**TRECHO FORNECIDO:**
****************************************
Quem pensa que bandas e fanfarras é um bem bolado de instrumentos de percussão, como bumbos, surdos e repiques com metais, como cornetas e cornetões, está fora de ritmo e compasso. Embora tenham em setembro a alta temporada, com os tradicionais desfiles públicos em alusão à Independência, esses grupos vão muito além de marcialidades e dos debates sobre patriotismo e nacionalismo, para se transformar em verdadeiros projetos sociais de inclusão e resgate de pessoas.
Quando se assiste a uma fanfarra se apresentando, mais do que linhas de frente, conjunto de balizas, comando da fanfarra, corpo musical/melódico e anfitriãs – partes estruturais da maioria das fanfarras e bandas – o que se tem ali é um desfile de histórias de paixão, entrega voluntária, musicalidade, inclusão social, resgate de vidas, pertencimento.
O Vale do Ivaí tem fanfarras já famosas em diversas cidades, como Marilândia do Sul, Faxinal, Ivaiporã, Jandaia do Sul, Mauá da Serra e Apucarana e, em muitas cidades, o trabalho vem sendo reiniciado, como em Lunardelli e Borrazópolis, entre outras.
A fanfarra virou família, como explica Silvia Aparecida Vilarinho, servidora pública que há mais de 10 anos é a instrutora da Fanfarra Municipal de Marilândia do Sul (Famas), uma das mais prestigiadas da região, que vai se apresentar em pelo menos cinco cidades, ao longo desta semana. É tão família que as pessoas já ligam para a instrutora quando algum componente do grupo vai mal na escola ou é ela que os jovens procuram se aconselhar quando vai rolar algum pedido de namoro.
****************************************
**O QUE FAZER:**
A) Indique se cada afirmação concorda com o trecho fornecido, respondendo sim ou não e citando as palavras do trecho que decidem a questão: (i) os tradicionais desfiles públicos em alusão à Independência ocorrem em setembro; (ii) Silvia Aparecida Vilarinho é instrutora da Famas há menos de cinco anos; (iii) em Lunardelli, o trabalho das fanfarras vem sendo reiniciado.
B) Reproduza a parte do trecho fornecido que começa em "Quando se assiste" e termina em "de vidas, pertencimento.", trocando "paixão" por "dedicação".
C) De acordo com o trecho fornecido, em quantas cidades, no mínimo, a Famas vai se apresentar ao longo desta semana?

Dados de expressões referenciais:
****************************************
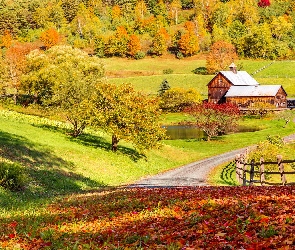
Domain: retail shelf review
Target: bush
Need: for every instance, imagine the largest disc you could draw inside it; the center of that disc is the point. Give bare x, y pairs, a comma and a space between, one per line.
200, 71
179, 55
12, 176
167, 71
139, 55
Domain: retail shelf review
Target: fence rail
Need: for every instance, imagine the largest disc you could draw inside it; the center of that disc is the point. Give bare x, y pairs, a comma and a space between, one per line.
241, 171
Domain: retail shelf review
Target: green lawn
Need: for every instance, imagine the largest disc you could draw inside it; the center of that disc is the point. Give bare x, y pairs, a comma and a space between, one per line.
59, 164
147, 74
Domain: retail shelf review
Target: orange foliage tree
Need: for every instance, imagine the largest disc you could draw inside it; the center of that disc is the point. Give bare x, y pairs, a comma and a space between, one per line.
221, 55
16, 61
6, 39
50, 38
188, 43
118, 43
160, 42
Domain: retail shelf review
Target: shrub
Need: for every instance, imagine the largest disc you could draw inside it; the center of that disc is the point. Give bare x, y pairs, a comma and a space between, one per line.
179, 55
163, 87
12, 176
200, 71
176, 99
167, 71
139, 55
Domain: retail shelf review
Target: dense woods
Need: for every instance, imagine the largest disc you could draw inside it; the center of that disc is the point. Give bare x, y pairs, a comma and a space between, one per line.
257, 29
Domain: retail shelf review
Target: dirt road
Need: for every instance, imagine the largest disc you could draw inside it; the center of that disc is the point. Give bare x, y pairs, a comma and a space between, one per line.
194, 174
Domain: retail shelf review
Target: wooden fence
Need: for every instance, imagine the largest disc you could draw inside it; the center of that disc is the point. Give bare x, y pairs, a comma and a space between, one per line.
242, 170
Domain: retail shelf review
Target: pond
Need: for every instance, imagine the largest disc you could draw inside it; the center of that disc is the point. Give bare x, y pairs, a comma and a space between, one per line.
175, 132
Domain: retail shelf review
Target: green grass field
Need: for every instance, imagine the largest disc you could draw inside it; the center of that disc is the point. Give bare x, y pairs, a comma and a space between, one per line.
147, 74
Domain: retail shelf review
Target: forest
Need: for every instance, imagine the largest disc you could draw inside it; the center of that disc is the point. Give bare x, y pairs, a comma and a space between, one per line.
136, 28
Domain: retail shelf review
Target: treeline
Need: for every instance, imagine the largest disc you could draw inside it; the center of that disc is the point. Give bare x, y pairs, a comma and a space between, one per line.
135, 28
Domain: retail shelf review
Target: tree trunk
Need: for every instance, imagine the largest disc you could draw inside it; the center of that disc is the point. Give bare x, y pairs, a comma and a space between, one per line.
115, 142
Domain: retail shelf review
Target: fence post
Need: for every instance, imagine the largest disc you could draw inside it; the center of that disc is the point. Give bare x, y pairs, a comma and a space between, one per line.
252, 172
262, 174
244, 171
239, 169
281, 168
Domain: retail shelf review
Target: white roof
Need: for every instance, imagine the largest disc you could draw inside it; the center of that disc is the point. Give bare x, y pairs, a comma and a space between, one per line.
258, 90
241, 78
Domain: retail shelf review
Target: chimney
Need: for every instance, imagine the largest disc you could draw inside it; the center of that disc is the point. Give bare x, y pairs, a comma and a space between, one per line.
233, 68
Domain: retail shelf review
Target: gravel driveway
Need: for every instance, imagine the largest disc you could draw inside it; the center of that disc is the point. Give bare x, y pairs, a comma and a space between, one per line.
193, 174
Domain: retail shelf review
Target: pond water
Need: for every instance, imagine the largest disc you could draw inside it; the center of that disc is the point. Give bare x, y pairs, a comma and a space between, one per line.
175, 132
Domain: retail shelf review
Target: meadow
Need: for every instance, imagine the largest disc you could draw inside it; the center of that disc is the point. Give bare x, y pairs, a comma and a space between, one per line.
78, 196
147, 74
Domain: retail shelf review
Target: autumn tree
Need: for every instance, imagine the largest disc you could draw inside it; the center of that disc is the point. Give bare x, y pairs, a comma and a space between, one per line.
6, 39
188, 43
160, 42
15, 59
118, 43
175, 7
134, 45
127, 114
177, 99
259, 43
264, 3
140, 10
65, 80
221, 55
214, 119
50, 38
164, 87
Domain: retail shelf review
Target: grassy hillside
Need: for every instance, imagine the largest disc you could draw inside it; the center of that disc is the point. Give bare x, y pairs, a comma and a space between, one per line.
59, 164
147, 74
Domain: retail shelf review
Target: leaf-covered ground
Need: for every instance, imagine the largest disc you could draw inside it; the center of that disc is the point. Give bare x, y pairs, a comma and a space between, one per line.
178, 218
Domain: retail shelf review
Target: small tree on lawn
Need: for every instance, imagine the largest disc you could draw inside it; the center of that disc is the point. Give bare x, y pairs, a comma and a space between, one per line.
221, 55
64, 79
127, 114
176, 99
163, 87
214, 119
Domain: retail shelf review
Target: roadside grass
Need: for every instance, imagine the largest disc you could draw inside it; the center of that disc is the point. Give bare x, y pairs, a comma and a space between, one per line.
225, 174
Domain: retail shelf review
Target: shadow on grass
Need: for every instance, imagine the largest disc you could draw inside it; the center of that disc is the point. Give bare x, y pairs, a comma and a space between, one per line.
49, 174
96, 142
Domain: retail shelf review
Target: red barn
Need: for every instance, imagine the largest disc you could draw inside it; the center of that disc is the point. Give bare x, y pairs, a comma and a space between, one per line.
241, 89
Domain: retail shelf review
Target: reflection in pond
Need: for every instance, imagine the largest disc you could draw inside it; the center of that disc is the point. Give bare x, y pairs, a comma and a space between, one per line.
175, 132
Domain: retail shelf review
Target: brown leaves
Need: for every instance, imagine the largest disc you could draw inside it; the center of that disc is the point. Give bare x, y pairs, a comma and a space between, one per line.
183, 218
****************************************
**SUAS RESPOSTAS:**
A)
(i) Sim: "Embora tenham em setembro a alta temporada, com os tradicionais desfiles públicos em alusão à Independência"
(ii) Não: "há mais de 10 anos é a instrutora da Fanfarra Municipal de Marilândia do Sul (Famas)"
(iii) Sim: "o trabalho vem sendo reiniciado, como em Lunardelli e Borrazópolis"

B)
Quando se assiste a uma fanfarra se apresentando, mais do que linhas de frente, conjunto de balizas, comando da fanfarra, corpo musical/melódico e anfitriãs – partes estruturais da maioria das fanfarras e bandas – o que se tem ali é um desfile de histórias de dedicação, entrega voluntária, musicalidade, inclusão social, resgate de vidas, pertencimento.

C) Em pelo menos cinco cidades.